* **REQUISITOS DEL EJERCICIO**
Enumera los medios por los que, según el fragmento sobre la información, recibimos constantemente un bombardeo de informaciones.

* **FRAGMENTO PROPORCIONADO**
La información, ese objeto del deseo



Dicen que la información es poder. Yo me conformo con pensar que es conocimiento, así de simple y así de importante. Sin información no podemos hacer prácticamente nada, por lo menos nada correcto. Otra cosa es que la gente desee estar bien informada y, si no la recibe, busque, incluso exija, la información. Estar bien informados nos permite tomar las decisiones más adecuadas a nuestras necesidades.

Constantemente recibimos un bombardeo de informaciones, por radio, televisión, prensa escrita y digital, y por las redes sociales. Por desgracia, no siempre es una información fiable y exenta de intencionalidad o manipulación. En tal caso, resulta difícil extraer la que realmente nos puede ayudar a discernir entre lo correcto y lo incorrecto.

Pero hay otro tipo de información, también cotidiana y extremadamente útil, que se nos niega, a pesar de tener todo el derecho a recibirla clara y puntualmente. Si la carencia de calidad o de veracidad en la información de tipo económico, político y social, me disgusta, la falta o escasez de esta otra, a la que hoy me refiero, me indigna.

* **DATOS PROPORCIONADOS**
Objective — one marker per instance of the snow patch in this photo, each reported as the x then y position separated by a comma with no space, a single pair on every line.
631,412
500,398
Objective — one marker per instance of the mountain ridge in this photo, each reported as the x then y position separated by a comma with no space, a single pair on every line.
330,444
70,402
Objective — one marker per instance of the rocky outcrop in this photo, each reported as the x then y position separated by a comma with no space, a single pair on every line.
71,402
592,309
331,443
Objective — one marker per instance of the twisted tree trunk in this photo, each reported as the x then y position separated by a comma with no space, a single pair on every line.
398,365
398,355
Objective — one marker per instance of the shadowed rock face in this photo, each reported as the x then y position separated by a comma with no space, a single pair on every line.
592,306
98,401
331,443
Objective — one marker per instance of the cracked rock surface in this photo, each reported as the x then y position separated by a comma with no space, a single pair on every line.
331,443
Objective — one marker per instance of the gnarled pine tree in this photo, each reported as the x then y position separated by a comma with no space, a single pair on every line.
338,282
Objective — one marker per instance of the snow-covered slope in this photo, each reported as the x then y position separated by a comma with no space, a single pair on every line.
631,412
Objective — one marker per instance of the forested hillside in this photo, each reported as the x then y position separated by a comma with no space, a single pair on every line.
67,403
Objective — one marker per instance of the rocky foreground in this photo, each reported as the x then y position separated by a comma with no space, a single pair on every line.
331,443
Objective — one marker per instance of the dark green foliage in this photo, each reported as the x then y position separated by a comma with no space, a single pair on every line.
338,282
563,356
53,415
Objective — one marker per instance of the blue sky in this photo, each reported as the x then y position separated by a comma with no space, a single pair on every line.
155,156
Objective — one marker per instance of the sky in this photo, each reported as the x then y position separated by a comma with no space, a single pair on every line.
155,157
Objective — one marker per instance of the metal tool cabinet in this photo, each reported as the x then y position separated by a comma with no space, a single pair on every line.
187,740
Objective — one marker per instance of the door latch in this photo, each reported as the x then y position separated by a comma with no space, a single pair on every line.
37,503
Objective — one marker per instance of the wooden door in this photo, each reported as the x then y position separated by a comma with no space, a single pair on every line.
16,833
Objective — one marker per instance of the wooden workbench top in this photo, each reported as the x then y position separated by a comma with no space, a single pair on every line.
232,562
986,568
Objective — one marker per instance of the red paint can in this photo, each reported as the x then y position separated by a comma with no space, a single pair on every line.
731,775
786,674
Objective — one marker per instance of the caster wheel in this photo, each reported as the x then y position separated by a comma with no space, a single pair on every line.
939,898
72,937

* **SOLUCIÓN**
- Radio
- Televisión
- Prensa escrita
- Prensa digital
- Redes sociales